§ **TEXTO SELECIONADO**
Acções concertadas
Fiquei um tempo à espera a ver se o Roberto Tibana respondia ao Elisio Macamo (post: Regresso de Elisio Macamo) mas como ele deve andar demasiado ocupado, lá pelo Gana, resolvi entrar eu nesta questão. A crítica da Lurdes de que há falta de debate no blog também serviu de incentivo.
Creio que a parte mais importante do texto de E. Macamo é a que transcrevo a seguir:
Não nego os roubos, as irregularidades eleitorais e todos os outros males que cada um de nós pode facilmente apontar no nosso país. Nego, isso sim, que a constatação da existência desses males seja também a confirmação da existência de uma acção concertada. Para isso ainda não vi nenhum argumento plausivel.
Ora há uma coisa que une esses males todos em Moçambique: a impunidade. E creio que é por aí que temos que encontrar os tais argumentos plausíveis que o Elisio Macamo reclama.
Comecemos pelas irregularidades eleitorais:
Nas eleições autárquicas ficou célebre o caso do sr. Albuquerque que, na Beira, foi apanhado com a boca na botija a falsificar editais a favor da Frelimo. Pois, apesar do flagrante delito, não lhe aconteceu absolutamente nada. Talvez porque ele afirmava, à boca cheia, que se o prendessem ele diria quem lhe deu as ordens para actuar como actuou.

§ **LINHAS DE DADOS**
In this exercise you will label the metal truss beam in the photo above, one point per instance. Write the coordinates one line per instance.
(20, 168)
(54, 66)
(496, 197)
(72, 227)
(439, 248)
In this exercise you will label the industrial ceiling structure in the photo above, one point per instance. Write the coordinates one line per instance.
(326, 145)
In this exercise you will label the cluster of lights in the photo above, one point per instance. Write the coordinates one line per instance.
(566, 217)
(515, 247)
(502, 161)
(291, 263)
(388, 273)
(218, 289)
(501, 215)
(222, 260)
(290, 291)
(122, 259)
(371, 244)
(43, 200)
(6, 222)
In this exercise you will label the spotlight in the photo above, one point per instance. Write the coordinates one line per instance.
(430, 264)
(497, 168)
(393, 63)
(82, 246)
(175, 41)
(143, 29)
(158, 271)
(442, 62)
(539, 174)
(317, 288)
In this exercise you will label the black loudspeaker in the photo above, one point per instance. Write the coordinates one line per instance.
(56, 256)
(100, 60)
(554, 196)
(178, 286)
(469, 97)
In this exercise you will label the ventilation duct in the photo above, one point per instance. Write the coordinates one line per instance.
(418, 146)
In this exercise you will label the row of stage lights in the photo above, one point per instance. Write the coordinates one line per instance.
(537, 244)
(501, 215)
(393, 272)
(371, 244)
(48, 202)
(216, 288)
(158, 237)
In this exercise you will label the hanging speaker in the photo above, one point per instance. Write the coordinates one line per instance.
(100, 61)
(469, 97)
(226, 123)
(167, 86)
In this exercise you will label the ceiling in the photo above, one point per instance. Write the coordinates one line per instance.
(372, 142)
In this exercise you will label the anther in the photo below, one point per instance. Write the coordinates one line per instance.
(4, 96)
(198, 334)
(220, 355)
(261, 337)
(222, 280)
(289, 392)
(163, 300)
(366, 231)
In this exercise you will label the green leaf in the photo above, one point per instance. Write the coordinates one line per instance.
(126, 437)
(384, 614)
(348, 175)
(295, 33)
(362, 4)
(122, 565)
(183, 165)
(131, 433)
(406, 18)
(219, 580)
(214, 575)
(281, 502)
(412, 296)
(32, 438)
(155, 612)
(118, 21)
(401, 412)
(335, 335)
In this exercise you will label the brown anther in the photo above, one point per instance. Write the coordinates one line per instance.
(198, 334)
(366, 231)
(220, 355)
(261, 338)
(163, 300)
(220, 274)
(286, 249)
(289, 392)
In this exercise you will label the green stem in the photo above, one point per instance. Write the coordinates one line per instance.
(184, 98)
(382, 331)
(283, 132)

---

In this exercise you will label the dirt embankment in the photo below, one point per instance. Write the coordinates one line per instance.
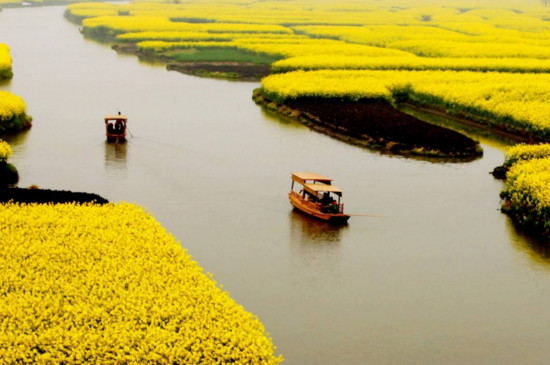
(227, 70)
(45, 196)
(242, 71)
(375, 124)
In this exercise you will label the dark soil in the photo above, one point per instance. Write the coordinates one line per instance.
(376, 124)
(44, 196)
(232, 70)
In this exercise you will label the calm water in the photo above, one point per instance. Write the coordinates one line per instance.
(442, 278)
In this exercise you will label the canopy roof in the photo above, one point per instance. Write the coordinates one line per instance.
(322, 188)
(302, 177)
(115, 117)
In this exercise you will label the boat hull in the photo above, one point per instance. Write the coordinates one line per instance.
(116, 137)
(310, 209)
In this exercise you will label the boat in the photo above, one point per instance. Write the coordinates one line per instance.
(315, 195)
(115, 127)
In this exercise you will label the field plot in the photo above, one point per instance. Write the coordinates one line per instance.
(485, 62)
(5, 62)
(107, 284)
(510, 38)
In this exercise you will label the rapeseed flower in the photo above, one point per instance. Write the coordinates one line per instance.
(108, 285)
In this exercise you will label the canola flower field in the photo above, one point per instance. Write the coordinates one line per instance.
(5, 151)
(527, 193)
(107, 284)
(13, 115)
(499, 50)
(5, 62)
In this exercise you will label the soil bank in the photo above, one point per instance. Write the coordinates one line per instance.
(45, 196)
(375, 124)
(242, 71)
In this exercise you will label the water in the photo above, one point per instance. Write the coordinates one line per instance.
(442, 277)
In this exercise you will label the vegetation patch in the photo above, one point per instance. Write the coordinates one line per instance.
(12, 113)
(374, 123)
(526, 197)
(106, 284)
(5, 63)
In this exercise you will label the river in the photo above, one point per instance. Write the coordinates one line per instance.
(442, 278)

...

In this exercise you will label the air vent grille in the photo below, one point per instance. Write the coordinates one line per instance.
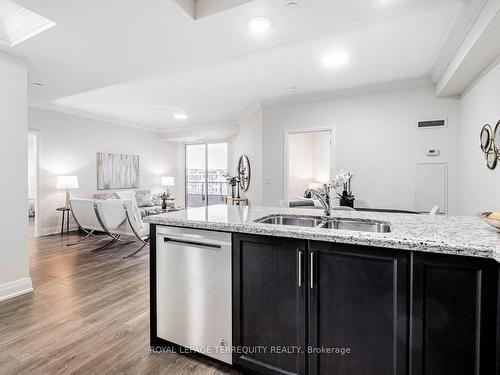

§ **EXERCÍCIOS A RESOLVER**
[A] Liste todas as linhas que contêm a palavra "lights", distinguindo maiúsculas de minúsculas.
[B] Retome o texto sobre a impunidade em Moçambique e continue-o a partir da última frase apresentada.

§ **RESPOSTAS POR ORDEM**
[A]
In this exercise you will label the cluster of lights in the photo above, one point per instance. Write the coordinates one line per instance.
In this exercise you will label the row of stage lights in the photo above, one point per instance. Write the coordinates one line per instance.

[B]
Tivemos agora as eleições parlamentares e presidenciais e, por todo o lado, as irregularidades choveram, a favor da Frelimo. Alguém foi detido, acusado e condenado? Não, ninguém. Ouvi há dias que há uns fulanos da Renamo que estão detidos e vão ser julgados por irregularidades eleitorais. Da Frelimo, nada.
Vai o Macamo dizer que isto não tem nenhum significado? Que não é uma (in)acção concertada?
No caso do assalto ao dinheiro da banca, tão bem explicado pelo Joe Hanlon, quantos casos foram levados a tribunal? Nenhum. É por acaso ou porque os criminosos e os agentes da Justiça fazem todos parte da mesma "panelinha"?
Os jornais fazem, diariamente, denúncias de roubos escandalosos. Só a título de exemplo, o Savana denunciou, com pormenores, graves irregularidades do PCA da Electricidade de Moçambique. Foi ao menos aberto algum inquérito para saber se as acusações eram verdadeiras? Não, que eu saiba.
Há anos e anos que existem provas de que Moçambique é uma parte importante dos trajectos do tráfico de drogas. Já foi preso e levado a tribunal algum grande traficante? Não. Nenhum.
No famoso caso das 40 toneladas de haxixe foram apreendidos dois camiões carregados, com dois condutores e uma pessoa que acompanhava o transbordo. Pois não é espantoso que, até hoje, não se saiba onde os camiões foram carregar os contentores e onde os iam descarregar?
O Bairro Militar é conhecido e reconhecido como importante zona de venda de drogas pesadas. Já foi feita alguma coisa para reprimir, a sério, esse tráfico? Não. Chegou-se mesmo ao ponto de organizar uma ida de alguns dos principais dirigentes da área de segurança do país, fardados a rigor, pedir por favor aos traficantes que parem com o negócio.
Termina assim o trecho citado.